# DOCUMENT EXCERPT
ATM Wide-Area Networks (was: sell shell accounts?)

From: Dave Siegel <dave@rtd.net>
Subject: Re: sell shell accounts?
To: freedman@netaxs.com (Avi Freedman)
Date: Fri, 19 Jul 1996 16:01:01 -0700 (MST)
Cc: vansax@atmnet.net, richards@netrex.com, agislist@interstice.com,
        nanog@merit.edu

> Acceptable arguments are:
> o Switches can handle more throughput

That's difficult to quantify in theory *or* practice.
  [...]

I may misunderstand your assertion, but it doesn't seem all that
difficult to quantify, at least to some coarse level.

We have been using wide-area ATM switches at OC-3c for some time.
It is pretty clear that the switches can handle OC-3c. The
early switches had relatively small output buffers, so they tended
to loose cells before TCP could throttle back in congested circumstances.
We are now using switches with much larger output buffers, and TCP appears
able to throttle back fairly gracefully.

After we upgraded our switches to use much larger output buffers, most of
the problems we experienced were related to the hosts, (e.g., poor
TCP implementations, poor ATM interfaces, etc).

By the way, I believe that most people who are using ATM wide-area networks
in production or as part of the Internet are using static bandwidth
allocation to avoid a number of problems.

We also have a number of OC-12c interfaces for our switches. They
appear to work, but we haven't really had a chance to stress them
yet. (Part of the problem is that it is hard to find OC-12c data
sources and sinks.)

The current generation of routers appears unlikely to support OC-12c,
particularly since their backplanes are only about the same speed.

On a more theoretical note, switches, being circuit-switched, make
the complicated decisions when the connection is established, (or
configured for PVCs), and need to make relatively simple decisions
to switch each cell. This probably scales very well is terms of
speed, although at some point might have some difficulty in scaling
to a very large number of simultaneous connections.

Routers, on the other hand, have to make a bit more complicated
decisions per packet. This has some limitations in terms of speed
and number of simultaneous "connections."

-tjs

By the way, I believe that most people who are using ATM wide-area networks
in production or as part of the Internet are using static bandwidth
allocation to avoid a number of problems.

# APPLY WHAT YOU READ
A. According to the ATM wide-area networks post, why does the current generation of routers appear unlikely to support OC-12c?
B. Write the next part of the ATM wide-area networks post, starting after its final sentence.

# DATA LISTING
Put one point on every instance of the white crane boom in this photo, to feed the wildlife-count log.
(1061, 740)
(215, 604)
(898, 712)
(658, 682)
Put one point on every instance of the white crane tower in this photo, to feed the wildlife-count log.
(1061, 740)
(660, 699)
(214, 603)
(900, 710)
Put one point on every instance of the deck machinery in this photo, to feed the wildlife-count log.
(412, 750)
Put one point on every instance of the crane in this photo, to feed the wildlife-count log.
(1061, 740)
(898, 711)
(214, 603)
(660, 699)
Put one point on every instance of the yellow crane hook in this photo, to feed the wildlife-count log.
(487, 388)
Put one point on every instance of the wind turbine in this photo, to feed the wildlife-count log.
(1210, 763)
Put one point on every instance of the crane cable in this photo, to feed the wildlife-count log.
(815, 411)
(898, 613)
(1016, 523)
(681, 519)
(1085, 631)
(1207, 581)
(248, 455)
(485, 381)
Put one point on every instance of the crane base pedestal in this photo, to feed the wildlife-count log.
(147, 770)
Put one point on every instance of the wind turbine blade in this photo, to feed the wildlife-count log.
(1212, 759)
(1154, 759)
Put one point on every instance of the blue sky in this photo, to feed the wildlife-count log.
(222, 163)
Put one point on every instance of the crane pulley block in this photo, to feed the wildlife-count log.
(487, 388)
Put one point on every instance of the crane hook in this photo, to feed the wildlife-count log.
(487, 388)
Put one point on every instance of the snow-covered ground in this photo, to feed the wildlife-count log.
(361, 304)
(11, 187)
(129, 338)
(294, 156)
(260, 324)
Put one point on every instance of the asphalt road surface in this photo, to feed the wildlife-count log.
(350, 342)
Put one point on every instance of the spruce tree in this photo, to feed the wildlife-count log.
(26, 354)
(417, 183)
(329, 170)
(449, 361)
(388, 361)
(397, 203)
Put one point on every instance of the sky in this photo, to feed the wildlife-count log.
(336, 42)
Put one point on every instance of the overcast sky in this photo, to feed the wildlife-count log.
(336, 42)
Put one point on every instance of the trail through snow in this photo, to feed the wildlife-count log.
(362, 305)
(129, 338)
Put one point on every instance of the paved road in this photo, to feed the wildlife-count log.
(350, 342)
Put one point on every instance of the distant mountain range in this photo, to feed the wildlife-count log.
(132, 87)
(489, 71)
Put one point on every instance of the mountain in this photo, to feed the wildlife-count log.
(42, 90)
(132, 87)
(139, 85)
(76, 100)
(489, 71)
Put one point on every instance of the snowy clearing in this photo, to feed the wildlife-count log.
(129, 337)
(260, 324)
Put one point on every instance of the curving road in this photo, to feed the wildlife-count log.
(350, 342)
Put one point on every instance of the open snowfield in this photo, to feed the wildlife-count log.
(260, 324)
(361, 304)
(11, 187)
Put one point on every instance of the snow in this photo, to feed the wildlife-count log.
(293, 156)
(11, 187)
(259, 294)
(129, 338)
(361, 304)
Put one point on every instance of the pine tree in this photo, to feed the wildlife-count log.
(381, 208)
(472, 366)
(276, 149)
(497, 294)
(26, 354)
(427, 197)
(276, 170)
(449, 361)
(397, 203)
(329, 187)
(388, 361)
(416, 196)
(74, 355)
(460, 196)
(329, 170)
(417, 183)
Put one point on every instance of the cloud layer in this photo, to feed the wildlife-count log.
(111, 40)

# SET OF ANSWERS
A. Their backplanes are only about the same speed as OC-12c.

B.
Correct. Milo Medin said it best, IMHO: "ATM is really
just TDM with really small time-slots".

The problem is that many ATM proponents want to believe
that ATM qua TDM is not enough, but rather espouse the
magic of *BR, particularly ABR, to allow for an
overcommittment of long-haul capacity. Nice idea, but it
doesn't seem to work very well in practice, and
particularly not with a mix of heavily aggregated
low-bandwidth TCP flows and TCP flows with large
delay*bandwith products.

(This is not to say that routers in general (with a few
exceptions) and ciscos in particular have fared much
better at supporting TCP flows with large delay*bandwidth
products, since the amount of buffering available in such
routers is on the puny side. Unfortunately the vendors
(and many others) have had trouble understanding the
relationship between buffering and goodput on
high-bandwidth, high-delay TCP streams through a fabric
that is carrying other traffic).

We also have a number of OC-12c interfaces for our switches. They
appear to work, but we haven't really had a chance to stress them
yet. (Part of the problem is that it is hard to find OC-12c data
sources and sinks.)

I suppose the question is one of objectives: do you want
to move huge flows end-to-end, or do you want to move them
around on ATM? I subscribe to the former, and to the
extent that ATM is currently the only readily available
fabric one can put TCP/IP on at that speed, I support
playing with ATM at that speed. However, should an
alternative come along, I would be very keen on seeing
data move on that too (or instead).

However, there are certainly a large number of people who
would like to follow the second approach: run whatever
data can be run at very high speeds, and run them over
ATM.

I believe that it isn't too much of a stretch to suggest
that there is a cultural gap between the two camps.

The current generation of routers appears unlikely to support OC-12c,
particularly since their backplanes are only about the
same speed.

NFK, and even if they could, good luck getting anywhere
near line rate more than across town if there are multiple
simultaneous TCP flows.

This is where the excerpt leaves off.